## Goal of the exercise
Whenever a line below holds the word "stone", copy that line.

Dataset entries
BEGIN

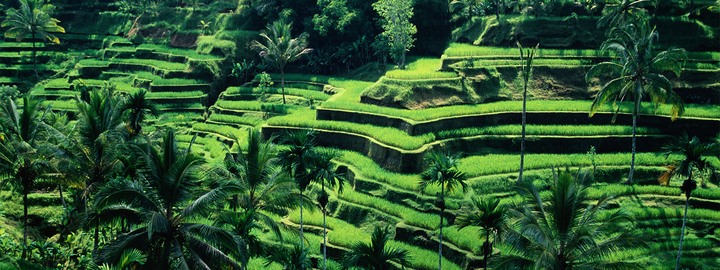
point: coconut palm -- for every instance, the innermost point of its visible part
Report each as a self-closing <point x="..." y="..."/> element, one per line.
<point x="639" y="74"/>
<point x="687" y="188"/>
<point x="164" y="209"/>
<point x="489" y="215"/>
<point x="623" y="12"/>
<point x="264" y="188"/>
<point x="280" y="48"/>
<point x="322" y="170"/>
<point x="566" y="231"/>
<point x="442" y="171"/>
<point x="29" y="21"/>
<point x="137" y="106"/>
<point x="526" y="68"/>
<point x="22" y="151"/>
<point x="294" y="161"/>
<point x="377" y="255"/>
<point x="93" y="149"/>
<point x="694" y="155"/>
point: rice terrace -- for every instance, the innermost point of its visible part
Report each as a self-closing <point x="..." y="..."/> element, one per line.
<point x="356" y="134"/>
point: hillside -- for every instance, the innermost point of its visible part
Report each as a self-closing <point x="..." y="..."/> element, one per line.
<point x="461" y="92"/>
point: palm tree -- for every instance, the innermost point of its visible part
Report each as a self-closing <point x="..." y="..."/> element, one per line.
<point x="130" y="259"/>
<point x="442" y="170"/>
<point x="377" y="255"/>
<point x="138" y="107"/>
<point x="565" y="231"/>
<point x="322" y="170"/>
<point x="164" y="209"/>
<point x="639" y="74"/>
<point x="29" y="21"/>
<point x="526" y="66"/>
<point x="623" y="12"/>
<point x="22" y="153"/>
<point x="92" y="151"/>
<point x="294" y="161"/>
<point x="280" y="48"/>
<point x="264" y="187"/>
<point x="694" y="155"/>
<point x="489" y="215"/>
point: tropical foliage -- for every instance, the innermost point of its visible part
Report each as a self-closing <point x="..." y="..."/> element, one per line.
<point x="566" y="229"/>
<point x="638" y="73"/>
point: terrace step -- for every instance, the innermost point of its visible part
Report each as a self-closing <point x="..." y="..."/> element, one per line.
<point x="180" y="88"/>
<point x="702" y="127"/>
<point x="411" y="161"/>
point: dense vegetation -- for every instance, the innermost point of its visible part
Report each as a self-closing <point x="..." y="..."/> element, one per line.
<point x="351" y="134"/>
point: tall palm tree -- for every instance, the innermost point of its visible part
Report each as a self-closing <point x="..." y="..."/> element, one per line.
<point x="565" y="230"/>
<point x="442" y="170"/>
<point x="264" y="186"/>
<point x="322" y="170"/>
<point x="29" y="21"/>
<point x="687" y="188"/>
<point x="489" y="215"/>
<point x="639" y="74"/>
<point x="22" y="151"/>
<point x="138" y="107"/>
<point x="526" y="68"/>
<point x="377" y="255"/>
<point x="280" y="48"/>
<point x="694" y="155"/>
<point x="623" y="12"/>
<point x="93" y="148"/>
<point x="164" y="210"/>
<point x="294" y="161"/>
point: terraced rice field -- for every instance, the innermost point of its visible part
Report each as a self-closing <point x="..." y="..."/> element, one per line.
<point x="383" y="147"/>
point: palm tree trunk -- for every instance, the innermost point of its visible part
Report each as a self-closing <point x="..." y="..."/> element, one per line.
<point x="282" y="82"/>
<point x="62" y="198"/>
<point x="25" y="229"/>
<point x="302" y="239"/>
<point x="34" y="56"/>
<point x="324" y="229"/>
<point x="324" y="241"/>
<point x="682" y="234"/>
<point x="522" y="141"/>
<point x="442" y="210"/>
<point x="96" y="243"/>
<point x="636" y="111"/>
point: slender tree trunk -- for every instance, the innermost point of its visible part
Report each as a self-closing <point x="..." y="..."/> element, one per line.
<point x="488" y="249"/>
<point x="636" y="112"/>
<point x="62" y="200"/>
<point x="35" y="56"/>
<point x="324" y="242"/>
<point x="682" y="234"/>
<point x="96" y="243"/>
<point x="282" y="82"/>
<point x="25" y="221"/>
<point x="324" y="227"/>
<point x="522" y="141"/>
<point x="442" y="210"/>
<point x="302" y="239"/>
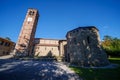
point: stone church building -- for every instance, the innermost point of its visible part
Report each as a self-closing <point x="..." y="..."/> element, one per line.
<point x="82" y="46"/>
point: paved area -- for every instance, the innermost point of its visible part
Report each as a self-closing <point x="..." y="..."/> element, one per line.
<point x="35" y="70"/>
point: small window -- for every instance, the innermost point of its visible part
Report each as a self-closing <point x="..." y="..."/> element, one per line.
<point x="1" y="42"/>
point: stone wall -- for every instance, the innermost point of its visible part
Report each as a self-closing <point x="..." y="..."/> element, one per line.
<point x="83" y="47"/>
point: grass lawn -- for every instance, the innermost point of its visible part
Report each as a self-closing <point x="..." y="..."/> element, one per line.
<point x="100" y="74"/>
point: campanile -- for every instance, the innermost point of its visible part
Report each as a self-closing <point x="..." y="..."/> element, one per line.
<point x="25" y="41"/>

END

## Problem solution
point: stone church building -- for every instance, the innermost point of its visible part
point: stone wall -- for every instance, the innermost point of its visible part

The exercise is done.